题目.
请把下面全部记录的各行排成编号列表，空行不计入。答案中不要包含图片。

所给数据.
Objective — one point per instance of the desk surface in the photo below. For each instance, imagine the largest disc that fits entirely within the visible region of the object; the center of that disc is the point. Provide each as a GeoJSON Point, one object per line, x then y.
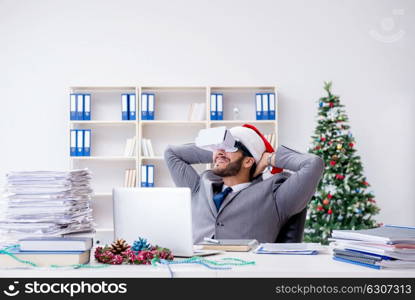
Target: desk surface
{"type": "Point", "coordinates": [266, 265]}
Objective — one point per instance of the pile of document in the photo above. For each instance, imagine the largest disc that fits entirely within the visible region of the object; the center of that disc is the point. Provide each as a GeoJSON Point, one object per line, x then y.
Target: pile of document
{"type": "Point", "coordinates": [45, 203]}
{"type": "Point", "coordinates": [382, 247]}
{"type": "Point", "coordinates": [288, 248]}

输出结果.
1. Objective — one point per instance of the desk surface in the photo below. For each instance, imagine the largest disc that fits entirely within the visible region of the object; the center of that disc is the point. Provide each as a GeoJSON Point, one object per line, x then y.
2. Target: desk surface
3. {"type": "Point", "coordinates": [266, 265]}
4. Objective — one point per instance of the pile of document in the photo above. For each instance, imagine the largest disc that fits entirely within the visible region of the object; the center of that disc is the point. Provide each as a GeoJSON Point, one object per line, x then y.
5. Target: pile of document
6. {"type": "Point", "coordinates": [45, 203]}
7. {"type": "Point", "coordinates": [382, 247]}
8. {"type": "Point", "coordinates": [288, 248]}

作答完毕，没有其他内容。